--- Excerpt provided ---

I frequently find myself writing something like the following:
let value = loop {
match fallible_function() {
Ok(value) => break value,
Err(e) => {
// Some form of retry logic, log message, exponential back-off
},
}
};
// Do something with the value
To me, this screams that it should be a while let
loop, since I'm looping on one pattern until I get the other pattern. The only problem being that I need to get the Ok
result out, which a while let
does not allow. Thus, I propose the following syntax:
while let Err(e) = fallible_function() break Ok(value) {
// Some form of retry logic, log message, exponential back-off
}
// Do something with `value` which is now bound
Generally, the idea is that if the let
bind doesn't match the output of the function, then we bind whatever pattern follows the break
in the current namespace after the loop. Combined, the two patterns need to be able to match any pattern the value can have, so we can apply the break
bind to whatever was checked.
I think it's probably also best to disallow break
statements in a while let ... break
loop. There's probably some way to make it work, but it seems too complicated and hard to implement/explain/understand to be worth any possible use.

--- Dataset content ---

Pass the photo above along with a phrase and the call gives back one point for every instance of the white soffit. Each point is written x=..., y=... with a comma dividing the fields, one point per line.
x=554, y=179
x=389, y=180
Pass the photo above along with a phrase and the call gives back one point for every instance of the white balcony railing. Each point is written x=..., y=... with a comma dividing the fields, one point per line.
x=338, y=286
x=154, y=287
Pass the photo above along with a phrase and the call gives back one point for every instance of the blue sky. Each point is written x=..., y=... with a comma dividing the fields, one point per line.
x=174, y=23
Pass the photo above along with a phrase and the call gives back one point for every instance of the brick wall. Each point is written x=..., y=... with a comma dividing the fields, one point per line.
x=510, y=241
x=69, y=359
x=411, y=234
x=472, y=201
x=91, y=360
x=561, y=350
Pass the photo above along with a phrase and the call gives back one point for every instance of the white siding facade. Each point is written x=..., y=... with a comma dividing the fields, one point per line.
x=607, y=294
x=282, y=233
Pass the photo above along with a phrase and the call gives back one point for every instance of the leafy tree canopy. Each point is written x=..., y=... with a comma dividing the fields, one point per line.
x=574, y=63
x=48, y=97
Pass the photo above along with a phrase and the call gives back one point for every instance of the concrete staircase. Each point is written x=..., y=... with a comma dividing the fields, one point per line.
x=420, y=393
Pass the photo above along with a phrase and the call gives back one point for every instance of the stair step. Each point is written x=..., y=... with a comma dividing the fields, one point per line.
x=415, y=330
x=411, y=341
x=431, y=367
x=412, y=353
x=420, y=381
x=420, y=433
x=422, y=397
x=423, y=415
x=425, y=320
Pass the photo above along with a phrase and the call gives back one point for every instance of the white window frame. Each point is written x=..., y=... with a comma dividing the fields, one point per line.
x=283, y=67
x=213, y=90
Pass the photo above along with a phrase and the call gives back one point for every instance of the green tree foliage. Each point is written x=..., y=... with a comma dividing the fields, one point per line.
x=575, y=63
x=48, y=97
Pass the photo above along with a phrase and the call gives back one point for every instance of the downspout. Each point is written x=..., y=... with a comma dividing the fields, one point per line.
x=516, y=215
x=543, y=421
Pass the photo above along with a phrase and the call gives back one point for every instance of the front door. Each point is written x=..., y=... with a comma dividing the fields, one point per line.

---

## Short task A
Using the while let proposal, decide whether each statement agrees with the text. Answer yes or no for each and quote the words that decide it.
(i) The author wants break statements to be allowed inside a while let ... break loop.
(ii) An ordinary while let does not let the author get the Ok result out.
(iii) Together, the two patterns must be able to match any pattern the value can have.
## Short task B
Answer these questions from the while let proposal, one answer per line:
(i) In the loop the author often writes, what does the Ok arm do?
(ii) If the let bind doesn't match the function's output, where is the pattern after break bound?
(iii) What three things does the comment in the Err arm name?
## Short task C
Set down the passage of the while let proposal between "I think it's" and "any possible use.", inclusive.

## Finished answer A
(i) No: "I think it's probably also best to disallow break statements in a while let ... break loop."
(ii) Yes: "I need to get the Ok result out, which a while let does not allow."
(iii) Yes: "Combined, the two patterns need to be able to match any pattern the value can have"

## Finished answer B
(i) It does break value, leaving the loop with the value.
(ii) In the current namespace after the loop.
(iii) Some form of retry logic, a log message, and exponential back-off.

## Finished answer C
I think it's probably also best to disallow break
statements in a while let ... break
loop. There's probably some way to make it work, but it seems too complicated and hard to implement/explain/understand to be worth any possible use.